> Page excerpt:
======
Could you speak to how you think women and men may have reacted differently to “Guyville” over the years? I know that I can never experience it as a woman might have, although I’m not necessarily sure I’m bringing a “male gaze” to it either. [She laughs.] Talking with Alanis Morissette about how it affected her, I could at least experience second-hand how it must have felt to have an inner world come to life as a young woman through this record. Did you feel any kind of pretty distinct contrast, in reactions at the time?

I think there were different reactions. I think a lot of male listeners probably cued into the sex right away and took it absolutely literally, like, “Oh, she’s down.” You know what I mean? And I think women understood that I was painting (a fuller portrait)… Because one of the things I did deliberately was to make sure that all my moods were present. I had this idea that with women in history, their lives just disappeared, because no one was chronicling them. And I loved reading poetry from antiquity written by women — like these teenagers who were mooning about love, but they’re in ancient Greece. When you get the direct, diaristic musings of humans distinct from ourselves, but not so different, I was into that.
======
> Given records:
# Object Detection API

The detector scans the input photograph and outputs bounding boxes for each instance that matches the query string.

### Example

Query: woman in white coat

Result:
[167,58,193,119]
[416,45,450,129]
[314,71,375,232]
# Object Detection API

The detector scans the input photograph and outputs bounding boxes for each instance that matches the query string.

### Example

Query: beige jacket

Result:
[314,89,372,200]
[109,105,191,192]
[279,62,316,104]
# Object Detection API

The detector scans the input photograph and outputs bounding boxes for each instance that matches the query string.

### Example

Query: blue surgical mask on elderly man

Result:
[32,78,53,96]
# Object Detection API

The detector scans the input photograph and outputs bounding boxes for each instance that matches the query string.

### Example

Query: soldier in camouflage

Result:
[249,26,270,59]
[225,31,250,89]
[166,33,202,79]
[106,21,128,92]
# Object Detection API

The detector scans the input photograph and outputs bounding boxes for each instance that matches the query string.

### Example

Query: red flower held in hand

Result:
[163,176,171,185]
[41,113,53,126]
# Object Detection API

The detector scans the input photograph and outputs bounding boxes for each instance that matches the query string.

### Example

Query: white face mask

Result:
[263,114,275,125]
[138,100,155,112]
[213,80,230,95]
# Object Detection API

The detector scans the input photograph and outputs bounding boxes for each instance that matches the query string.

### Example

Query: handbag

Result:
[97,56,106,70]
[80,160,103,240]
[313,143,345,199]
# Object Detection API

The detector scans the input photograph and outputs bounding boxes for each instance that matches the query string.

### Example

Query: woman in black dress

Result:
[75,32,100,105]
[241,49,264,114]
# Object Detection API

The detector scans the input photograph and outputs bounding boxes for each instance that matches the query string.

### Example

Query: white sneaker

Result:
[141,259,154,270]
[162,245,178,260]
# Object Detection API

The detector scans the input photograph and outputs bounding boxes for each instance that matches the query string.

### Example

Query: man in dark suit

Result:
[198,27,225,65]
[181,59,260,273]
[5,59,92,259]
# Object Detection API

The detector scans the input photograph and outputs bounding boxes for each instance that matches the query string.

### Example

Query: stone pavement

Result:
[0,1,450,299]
======
> Exercise directions: Repeat the interview from "I think there" up to and including "was into that.", swapping "poetry" for "verse". The records are separate material and have no connection to the interview.

> Answer for this exercise:
I think there were different reactions. I think a lot of male listeners probably cued into the sex right away and took it absolutely literally, like, “Oh, she’s down.” You know what I mean? And I think women understood that I was painting (a fuller portrait)… Because one of the things I did deliberately was to make sure that all my moods were present. I had this idea that with women in history, their lives just disappeared, because no one was chronicling them. And I loved reading verse from antiquity written by women — like these teenagers who were mooning about love, but they’re in ancient Greece. When you get the direct, diaristic musings of humans distinct from ourselves, but not so different, I was into that.